> Quoted passage
+ + + + +
#359: Random Days

Glimpsing snow-covered conservatory through wintered wildflowers.
Belle Isle, Detroit, MI (Fuji C200)

Something’s changed over the last couple of weeks. Do you feel it too? I’ve become much more comfortable going out again, and gathering indoors with friends – at least boosted ones who aren’t also immunocompromised. Yesterday I had the first one of those random city days here in a long while.

You know the type. Met up at noon with friends at Ochre, a local bakery, where we picked up breads and beet sandwiches and tahini chocolate cake. Took them over to S and C’s place to eat and stayed till mid-afternoon, talking about hacked Sodastreams and cities where we used to live, about being unemployed or self-employed in our late twenties, about eavesdropping on tourists from upper-floor balconies. Then J and S (a different S) and I went thrifting in the burbs. I got a CD for my new old CD player. For dinner we scooped up fatoosh and koftas from Mr. Kabob, a restaurant attached to a gas station, on our way back to my place, where Julia had just finished a shift of remote work. J and S went home to feed their cat, then a couple of Julia’s old undergrad and nursing school friends (who we just discovered had moved into the neighborhood during pandemic) came over for drinks.

They tell you in story workshops that you’re supposed to avoid “and then”s, supposed to link one event to the next in a chain of causality – that way the story has momentum. Seems less random. But oh boy, sometimes I love random.

I’ve heard, as I imagine you have, about folks who thought they were extroverts and discovered over these last two years that they’d liked spending more time alone. For me, it’s been the opposite. I’d thought that my introverted self could weather the pandemic more easily than I have. I was already working from home, after all. But I’m learning, maybe only just now, how much I thrive on days like these, on being in public with friends. How much I relied on other people, strangers included, for support. Not every moment of every day, but more moments of more days than I’d realized.

It’s Sunday, February 13, 2022. This afternoon, I popped a roll of film into the developing tank, and my scanner is now purring along as I type this. The Super Bowl is on, the Olympics too, and Russia might invade Ukraine, and a trucking convoy is blockading the Ambassador Bridge. The news headlines read increasingly like the scrawl from Star Wars Episode One. It just snowed outside.

Something’s changed. Do you feel it too?
+ + + + +
> Exercise aim
For each statement about the "Random Days" post, say yes or no on whether it agrees with the text, and quote the words that decide it.
1. The writer and friends picked up tahini chocolate cake at a local bakery called Ochre.
2. The writer got through the pandemic more easily than expected.
3. Mr. Kabob is a restaurant attached to a gas station.
You won't need the data on this page for the work here.
+ + + + +
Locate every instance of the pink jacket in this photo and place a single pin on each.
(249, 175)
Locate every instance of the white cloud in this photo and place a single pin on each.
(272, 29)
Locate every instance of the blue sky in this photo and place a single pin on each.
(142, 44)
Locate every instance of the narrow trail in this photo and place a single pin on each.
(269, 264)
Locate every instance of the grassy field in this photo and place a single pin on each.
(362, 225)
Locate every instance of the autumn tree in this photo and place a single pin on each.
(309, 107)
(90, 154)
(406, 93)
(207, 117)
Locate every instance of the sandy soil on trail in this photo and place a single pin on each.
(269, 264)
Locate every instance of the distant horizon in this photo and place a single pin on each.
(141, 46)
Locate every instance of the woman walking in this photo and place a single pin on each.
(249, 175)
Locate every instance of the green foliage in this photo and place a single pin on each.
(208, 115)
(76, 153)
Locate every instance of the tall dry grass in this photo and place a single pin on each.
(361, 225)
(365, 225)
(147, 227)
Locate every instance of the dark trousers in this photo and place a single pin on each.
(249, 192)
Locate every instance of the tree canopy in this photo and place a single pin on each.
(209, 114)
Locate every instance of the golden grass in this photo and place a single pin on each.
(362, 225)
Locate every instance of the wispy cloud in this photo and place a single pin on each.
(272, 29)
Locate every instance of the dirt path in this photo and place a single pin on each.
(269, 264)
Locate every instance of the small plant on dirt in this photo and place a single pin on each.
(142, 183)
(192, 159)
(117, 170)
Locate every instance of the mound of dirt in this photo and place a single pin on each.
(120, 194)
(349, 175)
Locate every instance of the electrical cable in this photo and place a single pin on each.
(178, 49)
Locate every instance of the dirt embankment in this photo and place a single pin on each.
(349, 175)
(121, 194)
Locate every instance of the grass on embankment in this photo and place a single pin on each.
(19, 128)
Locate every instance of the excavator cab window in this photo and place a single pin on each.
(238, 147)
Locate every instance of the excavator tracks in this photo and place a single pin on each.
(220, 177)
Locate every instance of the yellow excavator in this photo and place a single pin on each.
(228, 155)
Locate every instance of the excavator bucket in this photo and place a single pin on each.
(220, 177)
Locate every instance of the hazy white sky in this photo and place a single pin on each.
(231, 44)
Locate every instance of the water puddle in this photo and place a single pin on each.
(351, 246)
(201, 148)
+ + + + +
> Task output
1. Yes: "Met up at noon with friends at Ochre, a local bakery, where we picked up breads and beet sandwiches and tahini chocolate cake."
2. No: "I’d thought that my introverted self could weather the pandemic more easily than I have."
3. Yes: "Mr. Kabob, a restaurant attached to a gas station"